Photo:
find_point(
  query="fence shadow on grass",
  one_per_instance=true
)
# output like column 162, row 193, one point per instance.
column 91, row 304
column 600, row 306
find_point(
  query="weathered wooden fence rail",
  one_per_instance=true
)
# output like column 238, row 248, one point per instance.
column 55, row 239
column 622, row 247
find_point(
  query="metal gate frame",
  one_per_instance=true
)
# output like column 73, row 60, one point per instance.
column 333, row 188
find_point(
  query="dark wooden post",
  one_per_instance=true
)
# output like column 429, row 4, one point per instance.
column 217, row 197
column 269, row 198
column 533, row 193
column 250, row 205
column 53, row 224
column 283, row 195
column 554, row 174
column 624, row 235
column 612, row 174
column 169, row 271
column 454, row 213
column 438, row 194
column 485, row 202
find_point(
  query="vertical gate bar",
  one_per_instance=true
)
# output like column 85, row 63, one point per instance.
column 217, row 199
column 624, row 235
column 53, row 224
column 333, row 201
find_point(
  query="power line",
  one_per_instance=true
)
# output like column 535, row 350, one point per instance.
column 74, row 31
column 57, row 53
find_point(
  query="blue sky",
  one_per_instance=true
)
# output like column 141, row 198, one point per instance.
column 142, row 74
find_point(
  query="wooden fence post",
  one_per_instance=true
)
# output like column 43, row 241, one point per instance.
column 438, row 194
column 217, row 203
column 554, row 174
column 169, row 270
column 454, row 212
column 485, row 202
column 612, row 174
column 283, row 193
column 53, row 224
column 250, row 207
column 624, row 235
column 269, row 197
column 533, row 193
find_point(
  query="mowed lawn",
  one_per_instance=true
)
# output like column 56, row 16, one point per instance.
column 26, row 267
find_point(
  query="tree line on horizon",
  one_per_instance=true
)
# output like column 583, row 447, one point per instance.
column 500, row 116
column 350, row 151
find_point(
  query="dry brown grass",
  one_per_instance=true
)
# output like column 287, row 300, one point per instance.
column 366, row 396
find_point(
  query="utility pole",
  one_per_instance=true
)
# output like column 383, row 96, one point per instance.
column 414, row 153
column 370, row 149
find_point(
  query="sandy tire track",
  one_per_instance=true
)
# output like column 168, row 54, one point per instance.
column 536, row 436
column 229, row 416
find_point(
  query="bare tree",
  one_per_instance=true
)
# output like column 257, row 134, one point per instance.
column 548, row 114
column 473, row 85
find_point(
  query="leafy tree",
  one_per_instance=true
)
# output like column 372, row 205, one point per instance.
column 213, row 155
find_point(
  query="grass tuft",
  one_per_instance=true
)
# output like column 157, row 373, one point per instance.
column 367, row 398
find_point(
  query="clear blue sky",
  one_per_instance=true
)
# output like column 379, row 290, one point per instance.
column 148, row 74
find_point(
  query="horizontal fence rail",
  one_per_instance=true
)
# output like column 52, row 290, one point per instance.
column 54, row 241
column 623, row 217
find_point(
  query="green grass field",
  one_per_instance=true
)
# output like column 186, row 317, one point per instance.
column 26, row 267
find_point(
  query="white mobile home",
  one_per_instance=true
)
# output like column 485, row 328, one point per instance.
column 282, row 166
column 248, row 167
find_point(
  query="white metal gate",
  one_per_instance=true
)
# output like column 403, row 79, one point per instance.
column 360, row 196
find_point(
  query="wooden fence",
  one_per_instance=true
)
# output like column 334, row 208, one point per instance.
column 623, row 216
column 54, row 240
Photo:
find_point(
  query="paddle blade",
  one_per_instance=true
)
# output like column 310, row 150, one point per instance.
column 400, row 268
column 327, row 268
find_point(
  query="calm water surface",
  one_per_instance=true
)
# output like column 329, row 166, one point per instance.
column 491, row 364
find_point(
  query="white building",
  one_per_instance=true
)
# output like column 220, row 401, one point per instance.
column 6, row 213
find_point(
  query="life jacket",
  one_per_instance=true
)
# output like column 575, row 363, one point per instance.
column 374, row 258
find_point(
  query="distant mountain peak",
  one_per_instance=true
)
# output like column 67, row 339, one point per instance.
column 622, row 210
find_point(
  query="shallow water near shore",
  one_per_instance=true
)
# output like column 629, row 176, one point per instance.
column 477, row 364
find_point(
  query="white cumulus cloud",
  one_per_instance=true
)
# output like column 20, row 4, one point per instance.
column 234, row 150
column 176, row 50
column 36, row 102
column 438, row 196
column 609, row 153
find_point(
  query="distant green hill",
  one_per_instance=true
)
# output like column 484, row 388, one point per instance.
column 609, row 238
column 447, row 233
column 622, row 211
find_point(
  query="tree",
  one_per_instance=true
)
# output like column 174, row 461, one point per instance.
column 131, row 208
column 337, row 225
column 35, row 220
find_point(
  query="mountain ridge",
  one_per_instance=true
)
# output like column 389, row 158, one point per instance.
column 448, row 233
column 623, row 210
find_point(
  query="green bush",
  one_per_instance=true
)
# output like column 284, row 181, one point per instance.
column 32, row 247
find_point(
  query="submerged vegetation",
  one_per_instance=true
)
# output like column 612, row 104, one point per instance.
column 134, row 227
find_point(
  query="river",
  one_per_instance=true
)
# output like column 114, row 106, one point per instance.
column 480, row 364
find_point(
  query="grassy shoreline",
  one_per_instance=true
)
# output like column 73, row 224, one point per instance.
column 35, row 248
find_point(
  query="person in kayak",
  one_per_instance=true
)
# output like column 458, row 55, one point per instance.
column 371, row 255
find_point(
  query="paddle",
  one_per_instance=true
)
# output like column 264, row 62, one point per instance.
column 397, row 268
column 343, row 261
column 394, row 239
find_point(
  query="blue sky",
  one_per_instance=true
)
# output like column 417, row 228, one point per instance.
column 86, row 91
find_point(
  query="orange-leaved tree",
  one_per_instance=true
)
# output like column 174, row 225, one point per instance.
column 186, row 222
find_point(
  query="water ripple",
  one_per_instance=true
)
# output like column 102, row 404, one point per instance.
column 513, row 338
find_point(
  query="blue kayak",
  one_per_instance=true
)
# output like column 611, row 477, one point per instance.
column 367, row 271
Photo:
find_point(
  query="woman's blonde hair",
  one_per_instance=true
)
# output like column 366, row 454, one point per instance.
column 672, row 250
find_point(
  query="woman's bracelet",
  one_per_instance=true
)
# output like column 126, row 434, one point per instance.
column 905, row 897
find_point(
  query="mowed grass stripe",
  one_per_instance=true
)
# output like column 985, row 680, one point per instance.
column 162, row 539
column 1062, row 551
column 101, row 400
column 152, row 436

******************************

EXERCISE AIM – Work out how many lines contain the word "tree" in the records, and answer with the number only.

RESPONSE – 5